EXERCISE DESCRIPTION:
Add -33 to every bounding-box coordinate in the lines from the one containing "the yellow paddle" through the end of the lines, and write all of those lines out again in full.

EXERCISE DATA:

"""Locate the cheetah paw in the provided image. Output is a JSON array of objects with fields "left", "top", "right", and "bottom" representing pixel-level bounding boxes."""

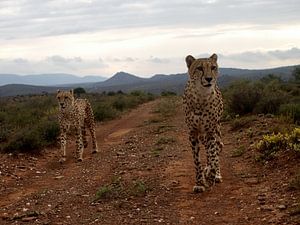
[
  {"left": 59, "top": 157, "right": 66, "bottom": 163},
  {"left": 215, "top": 175, "right": 222, "bottom": 183},
  {"left": 193, "top": 185, "right": 205, "bottom": 193},
  {"left": 92, "top": 149, "right": 99, "bottom": 154}
]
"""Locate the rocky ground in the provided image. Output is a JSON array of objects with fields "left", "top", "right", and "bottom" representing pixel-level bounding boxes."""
[{"left": 0, "top": 100, "right": 300, "bottom": 225}]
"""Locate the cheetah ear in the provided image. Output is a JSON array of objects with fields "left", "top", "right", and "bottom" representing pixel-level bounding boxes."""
[
  {"left": 209, "top": 53, "right": 218, "bottom": 63},
  {"left": 185, "top": 55, "right": 195, "bottom": 68}
]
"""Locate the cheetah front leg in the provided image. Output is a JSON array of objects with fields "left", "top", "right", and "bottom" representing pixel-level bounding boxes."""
[
  {"left": 215, "top": 125, "right": 224, "bottom": 183},
  {"left": 89, "top": 119, "right": 98, "bottom": 153},
  {"left": 59, "top": 126, "right": 67, "bottom": 163},
  {"left": 204, "top": 135, "right": 221, "bottom": 185},
  {"left": 189, "top": 131, "right": 207, "bottom": 193},
  {"left": 76, "top": 126, "right": 84, "bottom": 162}
]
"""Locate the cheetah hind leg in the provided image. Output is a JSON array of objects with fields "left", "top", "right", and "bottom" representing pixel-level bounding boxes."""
[{"left": 203, "top": 166, "right": 216, "bottom": 186}]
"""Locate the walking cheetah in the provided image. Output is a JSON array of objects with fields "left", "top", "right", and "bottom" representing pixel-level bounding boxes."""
[
  {"left": 56, "top": 90, "right": 98, "bottom": 162},
  {"left": 183, "top": 54, "right": 223, "bottom": 192}
]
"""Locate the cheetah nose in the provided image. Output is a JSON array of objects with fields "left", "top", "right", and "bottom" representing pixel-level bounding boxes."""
[{"left": 205, "top": 77, "right": 212, "bottom": 83}]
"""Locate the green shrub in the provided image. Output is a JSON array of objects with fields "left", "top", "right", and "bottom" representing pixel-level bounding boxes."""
[
  {"left": 224, "top": 80, "right": 262, "bottom": 115},
  {"left": 154, "top": 97, "right": 178, "bottom": 117},
  {"left": 255, "top": 128, "right": 300, "bottom": 160},
  {"left": 279, "top": 103, "right": 300, "bottom": 124},
  {"left": 39, "top": 121, "right": 60, "bottom": 145},
  {"left": 254, "top": 91, "right": 288, "bottom": 114},
  {"left": 230, "top": 116, "right": 256, "bottom": 130},
  {"left": 160, "top": 91, "right": 177, "bottom": 97}
]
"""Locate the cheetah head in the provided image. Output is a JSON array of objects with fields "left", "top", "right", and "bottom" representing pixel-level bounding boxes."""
[
  {"left": 185, "top": 54, "right": 218, "bottom": 88},
  {"left": 56, "top": 90, "right": 74, "bottom": 110}
]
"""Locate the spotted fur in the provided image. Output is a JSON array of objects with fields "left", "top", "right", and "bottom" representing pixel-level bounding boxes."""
[
  {"left": 56, "top": 90, "right": 98, "bottom": 162},
  {"left": 183, "top": 54, "right": 223, "bottom": 192}
]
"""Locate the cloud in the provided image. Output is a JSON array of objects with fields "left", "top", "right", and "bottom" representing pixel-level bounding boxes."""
[
  {"left": 46, "top": 55, "right": 82, "bottom": 64},
  {"left": 0, "top": 0, "right": 300, "bottom": 39},
  {"left": 148, "top": 56, "right": 170, "bottom": 64},
  {"left": 0, "top": 55, "right": 110, "bottom": 76},
  {"left": 219, "top": 47, "right": 300, "bottom": 69}
]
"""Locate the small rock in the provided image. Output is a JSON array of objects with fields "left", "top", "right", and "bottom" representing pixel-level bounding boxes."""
[
  {"left": 277, "top": 205, "right": 287, "bottom": 210},
  {"left": 260, "top": 205, "right": 274, "bottom": 211},
  {"left": 22, "top": 216, "right": 37, "bottom": 222},
  {"left": 0, "top": 213, "right": 9, "bottom": 220},
  {"left": 245, "top": 177, "right": 259, "bottom": 184}
]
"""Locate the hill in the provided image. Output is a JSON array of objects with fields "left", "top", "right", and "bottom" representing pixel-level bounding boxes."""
[
  {"left": 0, "top": 84, "right": 57, "bottom": 97},
  {"left": 0, "top": 65, "right": 299, "bottom": 96}
]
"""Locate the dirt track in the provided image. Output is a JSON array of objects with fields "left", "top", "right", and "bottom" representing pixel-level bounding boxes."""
[{"left": 0, "top": 100, "right": 300, "bottom": 225}]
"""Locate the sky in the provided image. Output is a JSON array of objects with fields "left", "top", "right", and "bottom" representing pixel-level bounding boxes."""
[{"left": 0, "top": 0, "right": 300, "bottom": 77}]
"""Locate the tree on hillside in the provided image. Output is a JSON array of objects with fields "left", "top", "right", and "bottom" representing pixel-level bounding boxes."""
[{"left": 292, "top": 67, "right": 300, "bottom": 83}]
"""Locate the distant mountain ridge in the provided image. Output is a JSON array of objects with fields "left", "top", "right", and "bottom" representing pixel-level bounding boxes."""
[
  {"left": 0, "top": 73, "right": 107, "bottom": 86},
  {"left": 0, "top": 65, "right": 300, "bottom": 96}
]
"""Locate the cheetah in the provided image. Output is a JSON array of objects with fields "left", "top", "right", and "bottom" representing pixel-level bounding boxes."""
[
  {"left": 56, "top": 90, "right": 98, "bottom": 163},
  {"left": 183, "top": 54, "right": 223, "bottom": 193}
]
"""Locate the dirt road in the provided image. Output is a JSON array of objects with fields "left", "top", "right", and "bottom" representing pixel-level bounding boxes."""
[{"left": 0, "top": 100, "right": 300, "bottom": 225}]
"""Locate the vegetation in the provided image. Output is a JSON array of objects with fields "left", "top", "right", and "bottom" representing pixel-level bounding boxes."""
[
  {"left": 255, "top": 128, "right": 300, "bottom": 160},
  {"left": 223, "top": 68, "right": 300, "bottom": 124},
  {"left": 154, "top": 95, "right": 179, "bottom": 118},
  {"left": 0, "top": 91, "right": 154, "bottom": 153}
]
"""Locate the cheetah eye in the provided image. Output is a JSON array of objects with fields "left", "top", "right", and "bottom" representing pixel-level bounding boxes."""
[{"left": 197, "top": 66, "right": 203, "bottom": 72}]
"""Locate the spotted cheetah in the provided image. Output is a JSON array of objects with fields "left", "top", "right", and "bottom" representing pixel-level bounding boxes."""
[
  {"left": 56, "top": 90, "right": 98, "bottom": 162},
  {"left": 183, "top": 54, "right": 223, "bottom": 192}
]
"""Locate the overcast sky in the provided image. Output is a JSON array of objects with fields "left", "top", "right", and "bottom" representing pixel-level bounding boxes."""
[{"left": 0, "top": 0, "right": 300, "bottom": 77}]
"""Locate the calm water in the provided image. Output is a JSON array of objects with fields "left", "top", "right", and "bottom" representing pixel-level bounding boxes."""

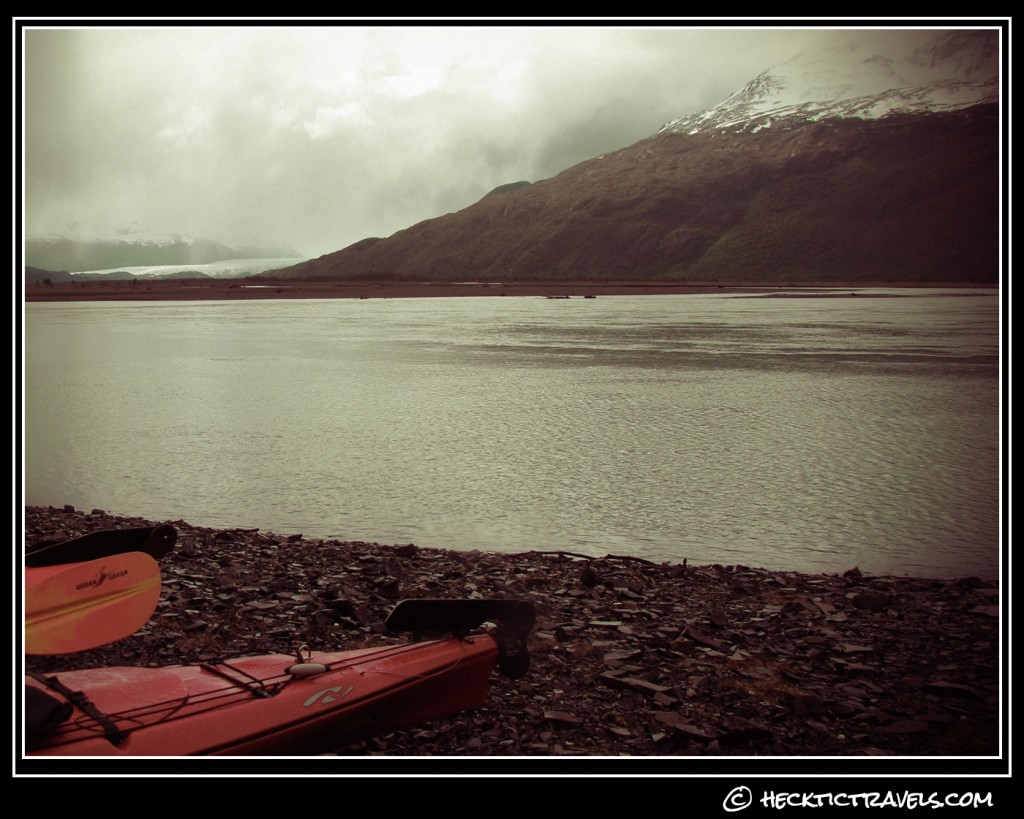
[{"left": 25, "top": 291, "right": 1000, "bottom": 578}]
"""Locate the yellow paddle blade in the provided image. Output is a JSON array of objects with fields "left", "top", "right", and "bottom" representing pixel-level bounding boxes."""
[{"left": 25, "top": 552, "right": 161, "bottom": 654}]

WRITTEN ANSWER:
"""Locate the yellow paddle blade in the provided image. Output is a JSON array of objects with fields "left", "top", "right", and "bottom" representing pixel-level bounding boxes."""
[{"left": -8, "top": 519, "right": 128, "bottom": 621}]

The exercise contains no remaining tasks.